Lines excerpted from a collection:
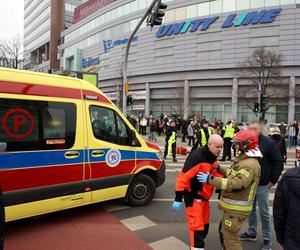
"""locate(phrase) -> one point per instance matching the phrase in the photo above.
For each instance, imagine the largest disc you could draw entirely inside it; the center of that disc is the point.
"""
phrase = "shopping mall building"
(188, 65)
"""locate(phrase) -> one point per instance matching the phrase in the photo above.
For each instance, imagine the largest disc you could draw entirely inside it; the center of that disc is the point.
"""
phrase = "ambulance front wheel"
(141, 190)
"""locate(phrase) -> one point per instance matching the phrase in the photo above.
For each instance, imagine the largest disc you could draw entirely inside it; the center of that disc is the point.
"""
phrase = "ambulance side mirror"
(3, 146)
(133, 141)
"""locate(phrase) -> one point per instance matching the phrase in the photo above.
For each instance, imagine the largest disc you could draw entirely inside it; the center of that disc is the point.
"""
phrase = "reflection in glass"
(215, 7)
(203, 9)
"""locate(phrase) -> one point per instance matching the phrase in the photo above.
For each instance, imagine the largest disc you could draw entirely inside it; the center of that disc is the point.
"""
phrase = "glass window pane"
(257, 4)
(203, 9)
(134, 6)
(126, 9)
(123, 138)
(120, 11)
(142, 4)
(287, 1)
(243, 5)
(170, 16)
(103, 124)
(113, 14)
(215, 7)
(180, 13)
(191, 11)
(271, 2)
(228, 5)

Given request:
Pick out every line above that contains the word "glass" and copy each one.

Written response:
phrase = "reflection in glass"
phrase = "glass window pane"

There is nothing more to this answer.